**What is needed:** Reproduce word for word the lines below, starting with the line containing "instance of the axe" and continuing through the end of the records.

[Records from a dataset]
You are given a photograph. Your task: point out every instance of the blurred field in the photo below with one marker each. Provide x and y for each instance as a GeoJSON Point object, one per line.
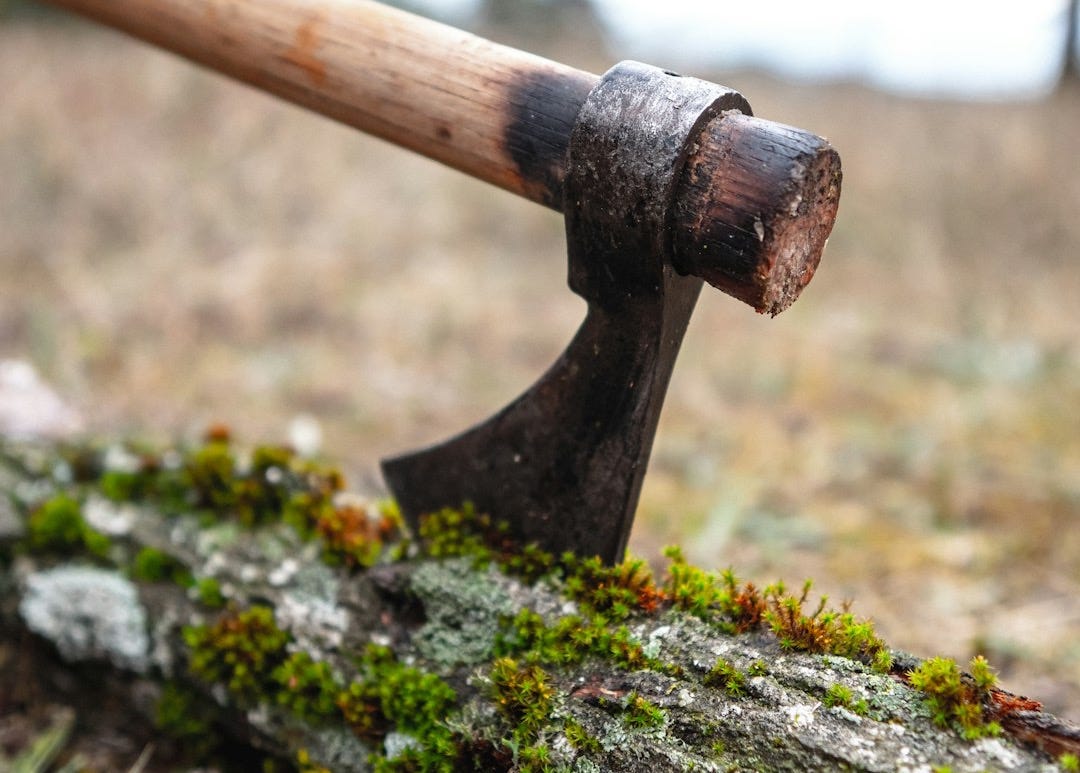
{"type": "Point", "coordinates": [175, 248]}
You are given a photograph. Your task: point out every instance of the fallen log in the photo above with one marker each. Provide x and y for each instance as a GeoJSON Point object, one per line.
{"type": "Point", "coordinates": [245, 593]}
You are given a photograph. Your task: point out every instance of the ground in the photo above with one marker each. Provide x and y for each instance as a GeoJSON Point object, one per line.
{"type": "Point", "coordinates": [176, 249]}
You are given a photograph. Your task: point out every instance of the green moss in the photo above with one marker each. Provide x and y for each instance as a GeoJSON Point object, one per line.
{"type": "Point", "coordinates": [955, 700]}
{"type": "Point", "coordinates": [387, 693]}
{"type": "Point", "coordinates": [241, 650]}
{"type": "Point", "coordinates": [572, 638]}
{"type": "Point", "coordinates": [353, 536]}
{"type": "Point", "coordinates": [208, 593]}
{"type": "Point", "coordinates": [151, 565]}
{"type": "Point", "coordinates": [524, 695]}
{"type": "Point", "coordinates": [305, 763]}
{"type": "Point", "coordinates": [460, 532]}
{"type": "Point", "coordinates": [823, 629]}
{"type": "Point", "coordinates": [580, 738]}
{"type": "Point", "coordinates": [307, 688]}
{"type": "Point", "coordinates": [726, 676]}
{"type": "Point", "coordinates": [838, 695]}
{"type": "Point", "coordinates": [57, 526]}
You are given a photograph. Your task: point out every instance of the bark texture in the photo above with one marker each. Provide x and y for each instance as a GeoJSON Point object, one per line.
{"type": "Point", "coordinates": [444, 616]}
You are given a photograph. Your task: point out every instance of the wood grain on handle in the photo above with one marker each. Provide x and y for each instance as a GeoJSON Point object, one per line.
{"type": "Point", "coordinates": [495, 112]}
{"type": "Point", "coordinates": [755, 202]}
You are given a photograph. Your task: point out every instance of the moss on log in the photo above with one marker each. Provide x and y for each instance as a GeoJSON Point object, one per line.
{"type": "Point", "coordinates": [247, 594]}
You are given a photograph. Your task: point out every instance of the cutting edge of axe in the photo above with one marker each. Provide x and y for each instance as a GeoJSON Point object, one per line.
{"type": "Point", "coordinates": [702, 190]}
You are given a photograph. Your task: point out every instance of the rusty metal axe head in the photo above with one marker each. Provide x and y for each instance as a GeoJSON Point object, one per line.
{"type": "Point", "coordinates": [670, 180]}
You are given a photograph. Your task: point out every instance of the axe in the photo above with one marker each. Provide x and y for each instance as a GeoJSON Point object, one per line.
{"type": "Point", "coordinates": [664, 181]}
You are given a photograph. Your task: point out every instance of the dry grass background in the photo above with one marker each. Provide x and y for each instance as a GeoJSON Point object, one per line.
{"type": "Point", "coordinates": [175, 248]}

**Exercise answer:**
You are given a photograph. Your task: point out every instance of the axe in the photo above with one marker each. Provide x and y for each instance as a GeoJSON Point object, one per line.
{"type": "Point", "coordinates": [664, 181]}
You are given a photograph. Your task: point out every instance of the dry grass background in the photo above with one marker each. Provide x and y for each instance as a GeoJSON Point object, one per line.
{"type": "Point", "coordinates": [175, 248]}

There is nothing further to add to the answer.